# WORK REQUIRED
Locate the line containing "Where can the woman in dark" in the data below. Reproduce it and every following line up to the end, exactly as given.

# SUPPLIED INFORMATION
********

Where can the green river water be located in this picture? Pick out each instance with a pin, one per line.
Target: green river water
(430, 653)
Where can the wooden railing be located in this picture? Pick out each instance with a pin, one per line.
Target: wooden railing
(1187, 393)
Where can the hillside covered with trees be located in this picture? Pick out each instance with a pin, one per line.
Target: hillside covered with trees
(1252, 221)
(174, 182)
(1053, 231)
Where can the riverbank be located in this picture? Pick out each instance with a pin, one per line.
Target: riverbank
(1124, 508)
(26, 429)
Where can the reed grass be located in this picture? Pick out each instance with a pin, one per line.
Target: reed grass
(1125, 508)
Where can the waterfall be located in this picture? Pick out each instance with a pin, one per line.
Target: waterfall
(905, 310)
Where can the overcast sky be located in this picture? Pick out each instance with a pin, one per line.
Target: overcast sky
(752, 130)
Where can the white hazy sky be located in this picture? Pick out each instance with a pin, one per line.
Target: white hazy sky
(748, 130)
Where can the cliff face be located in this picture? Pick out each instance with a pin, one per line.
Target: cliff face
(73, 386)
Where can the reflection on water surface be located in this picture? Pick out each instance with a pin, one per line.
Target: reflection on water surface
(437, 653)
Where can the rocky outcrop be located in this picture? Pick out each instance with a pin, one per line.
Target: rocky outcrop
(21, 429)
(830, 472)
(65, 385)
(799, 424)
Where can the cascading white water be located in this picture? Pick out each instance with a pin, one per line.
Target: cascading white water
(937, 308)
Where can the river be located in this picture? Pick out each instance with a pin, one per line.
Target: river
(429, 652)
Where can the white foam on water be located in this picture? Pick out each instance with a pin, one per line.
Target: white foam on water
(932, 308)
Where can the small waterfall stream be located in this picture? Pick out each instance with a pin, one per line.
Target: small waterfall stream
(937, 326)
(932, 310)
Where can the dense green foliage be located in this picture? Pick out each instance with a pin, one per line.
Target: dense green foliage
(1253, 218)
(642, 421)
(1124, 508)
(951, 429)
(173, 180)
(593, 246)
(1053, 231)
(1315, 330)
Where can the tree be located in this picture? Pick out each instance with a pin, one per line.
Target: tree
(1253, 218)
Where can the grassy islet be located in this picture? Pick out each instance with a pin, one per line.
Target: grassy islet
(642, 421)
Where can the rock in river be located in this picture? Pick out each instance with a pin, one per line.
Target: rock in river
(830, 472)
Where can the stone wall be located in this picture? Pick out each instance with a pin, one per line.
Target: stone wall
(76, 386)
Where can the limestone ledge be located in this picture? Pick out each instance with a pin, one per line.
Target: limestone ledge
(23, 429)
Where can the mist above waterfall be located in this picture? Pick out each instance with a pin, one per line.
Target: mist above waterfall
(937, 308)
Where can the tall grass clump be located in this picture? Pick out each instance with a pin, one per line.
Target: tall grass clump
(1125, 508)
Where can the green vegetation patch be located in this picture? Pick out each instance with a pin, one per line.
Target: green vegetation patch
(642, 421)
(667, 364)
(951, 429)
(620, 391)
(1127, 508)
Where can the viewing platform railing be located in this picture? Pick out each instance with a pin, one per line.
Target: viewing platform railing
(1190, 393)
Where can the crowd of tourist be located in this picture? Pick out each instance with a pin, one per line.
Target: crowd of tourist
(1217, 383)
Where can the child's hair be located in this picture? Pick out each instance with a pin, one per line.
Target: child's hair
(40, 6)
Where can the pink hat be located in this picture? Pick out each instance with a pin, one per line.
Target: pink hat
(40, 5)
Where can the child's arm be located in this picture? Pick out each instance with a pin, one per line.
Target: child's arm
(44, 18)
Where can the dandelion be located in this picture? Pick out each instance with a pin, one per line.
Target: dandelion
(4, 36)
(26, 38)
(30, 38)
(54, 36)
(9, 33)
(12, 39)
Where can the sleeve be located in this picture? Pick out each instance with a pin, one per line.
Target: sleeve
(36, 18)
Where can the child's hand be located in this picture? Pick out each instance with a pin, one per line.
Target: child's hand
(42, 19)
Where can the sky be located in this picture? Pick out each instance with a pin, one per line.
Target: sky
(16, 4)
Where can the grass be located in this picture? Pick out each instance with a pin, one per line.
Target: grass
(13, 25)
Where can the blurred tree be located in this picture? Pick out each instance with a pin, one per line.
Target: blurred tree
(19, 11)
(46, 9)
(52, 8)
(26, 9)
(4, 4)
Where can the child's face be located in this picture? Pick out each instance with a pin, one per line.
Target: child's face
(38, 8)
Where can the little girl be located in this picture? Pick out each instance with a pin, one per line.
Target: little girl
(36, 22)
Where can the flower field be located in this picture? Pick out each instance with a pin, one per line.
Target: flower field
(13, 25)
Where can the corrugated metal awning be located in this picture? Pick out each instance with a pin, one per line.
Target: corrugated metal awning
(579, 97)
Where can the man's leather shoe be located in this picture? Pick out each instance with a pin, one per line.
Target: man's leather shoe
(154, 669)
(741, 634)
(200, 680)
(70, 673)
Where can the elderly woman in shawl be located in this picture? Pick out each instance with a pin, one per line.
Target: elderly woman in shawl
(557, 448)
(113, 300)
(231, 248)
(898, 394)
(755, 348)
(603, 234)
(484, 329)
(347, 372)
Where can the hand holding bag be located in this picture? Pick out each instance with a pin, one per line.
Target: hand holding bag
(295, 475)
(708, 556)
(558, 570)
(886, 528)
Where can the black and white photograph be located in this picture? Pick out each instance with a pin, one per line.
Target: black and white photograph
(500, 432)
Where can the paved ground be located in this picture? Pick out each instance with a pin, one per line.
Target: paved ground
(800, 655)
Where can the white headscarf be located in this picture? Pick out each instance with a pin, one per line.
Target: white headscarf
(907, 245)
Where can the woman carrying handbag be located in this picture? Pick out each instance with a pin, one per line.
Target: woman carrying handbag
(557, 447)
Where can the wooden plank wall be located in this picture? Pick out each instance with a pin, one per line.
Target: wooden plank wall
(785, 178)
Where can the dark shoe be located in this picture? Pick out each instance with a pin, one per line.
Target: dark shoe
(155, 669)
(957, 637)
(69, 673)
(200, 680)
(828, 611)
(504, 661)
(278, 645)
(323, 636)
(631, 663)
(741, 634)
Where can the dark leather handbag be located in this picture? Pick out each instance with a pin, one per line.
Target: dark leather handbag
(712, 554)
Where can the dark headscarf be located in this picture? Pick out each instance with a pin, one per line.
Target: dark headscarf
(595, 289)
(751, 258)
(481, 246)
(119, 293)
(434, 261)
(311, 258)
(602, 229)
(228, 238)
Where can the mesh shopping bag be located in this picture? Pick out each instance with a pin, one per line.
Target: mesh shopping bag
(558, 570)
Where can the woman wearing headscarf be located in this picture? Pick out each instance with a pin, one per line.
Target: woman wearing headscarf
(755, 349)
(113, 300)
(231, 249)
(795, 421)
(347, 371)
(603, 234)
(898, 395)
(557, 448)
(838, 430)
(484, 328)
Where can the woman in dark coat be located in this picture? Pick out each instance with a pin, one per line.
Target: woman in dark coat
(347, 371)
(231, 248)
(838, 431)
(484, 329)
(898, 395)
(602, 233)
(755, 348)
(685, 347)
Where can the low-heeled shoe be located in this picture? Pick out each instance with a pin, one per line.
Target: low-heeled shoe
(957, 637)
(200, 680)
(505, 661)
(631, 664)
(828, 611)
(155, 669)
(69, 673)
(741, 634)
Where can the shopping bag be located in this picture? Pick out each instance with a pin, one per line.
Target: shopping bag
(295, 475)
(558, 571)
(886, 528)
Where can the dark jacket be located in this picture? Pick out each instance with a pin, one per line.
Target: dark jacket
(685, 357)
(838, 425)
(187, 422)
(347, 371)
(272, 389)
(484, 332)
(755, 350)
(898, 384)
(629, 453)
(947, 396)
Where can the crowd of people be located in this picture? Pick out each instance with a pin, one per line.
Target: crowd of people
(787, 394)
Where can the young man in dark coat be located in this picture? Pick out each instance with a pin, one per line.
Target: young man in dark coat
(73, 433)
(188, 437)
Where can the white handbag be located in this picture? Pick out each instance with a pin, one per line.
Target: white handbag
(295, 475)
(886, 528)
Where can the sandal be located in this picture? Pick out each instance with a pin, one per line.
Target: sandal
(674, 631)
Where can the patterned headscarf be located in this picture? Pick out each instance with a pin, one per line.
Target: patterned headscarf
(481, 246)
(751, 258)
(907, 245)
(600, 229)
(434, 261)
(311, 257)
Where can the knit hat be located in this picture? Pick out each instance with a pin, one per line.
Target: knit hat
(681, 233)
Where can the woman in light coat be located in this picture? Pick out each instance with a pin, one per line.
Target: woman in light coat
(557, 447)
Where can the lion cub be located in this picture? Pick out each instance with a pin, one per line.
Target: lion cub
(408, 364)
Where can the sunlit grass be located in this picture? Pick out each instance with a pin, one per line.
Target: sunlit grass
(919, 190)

********

# ANSWER
Where can the woman in dark coat be located in this picture? Pick out each instance with a pin, one per line.
Target: woman in dark coat
(347, 371)
(231, 248)
(838, 431)
(484, 329)
(898, 395)
(602, 233)
(755, 348)
(685, 347)
Where can the low-heeled shoe be located in this picture? Pick out each instance with a pin, one per line.
Target: low-heeled shoe
(957, 637)
(200, 680)
(505, 661)
(631, 664)
(828, 611)
(155, 669)
(69, 673)
(741, 634)
Where can the shopping bag be located in this picture? Pick out each instance with a pin, one per line.
Target: shopping bag
(295, 475)
(558, 571)
(886, 528)
Where can the dark jacket be located in this picture? Pick out each instance with a pin, one per line.
Target: dark jacket
(685, 357)
(838, 425)
(187, 422)
(347, 371)
(272, 389)
(484, 332)
(755, 350)
(898, 384)
(629, 453)
(947, 396)
Where can the crowd of people be located in this picture? Pick out each instance with a pin, one per line.
Target: crowd of people
(787, 394)
Where can the young man in dark coat be located in this picture? Pick out each instance with a pin, one per line.
Target: young man in dark coat
(73, 433)
(188, 437)
Where can the white handbag be located in this picture? Pick out each instance with a pin, one per line.
Target: white handbag
(295, 475)
(886, 528)
Where can the sandal be located in this picture? Pick out each instance with a pin, one per line.
Target: sandal
(674, 631)
Where can the patterned headscarf be located in this picture? Pick out each instance with a pin, one per line.
Target: patterned headscarf
(481, 246)
(751, 258)
(907, 245)
(600, 229)
(434, 261)
(311, 257)
Where can the knit hat be located in this picture? Pick out each instance with a pin, one per line.
Target: knit hat
(681, 233)
Where can the woman in light coat be located in this picture? Pick out each instance with a pin, one per line.
Target: woman in light coat
(557, 447)
Where can the lion cub be located in this picture? Pick out each instance with a pin, one per line.
Target: lion cub
(408, 364)
Where can the sunlit grass be located in this picture? Pick out each instance with a pin, one per line.
Target: sunlit grass
(919, 190)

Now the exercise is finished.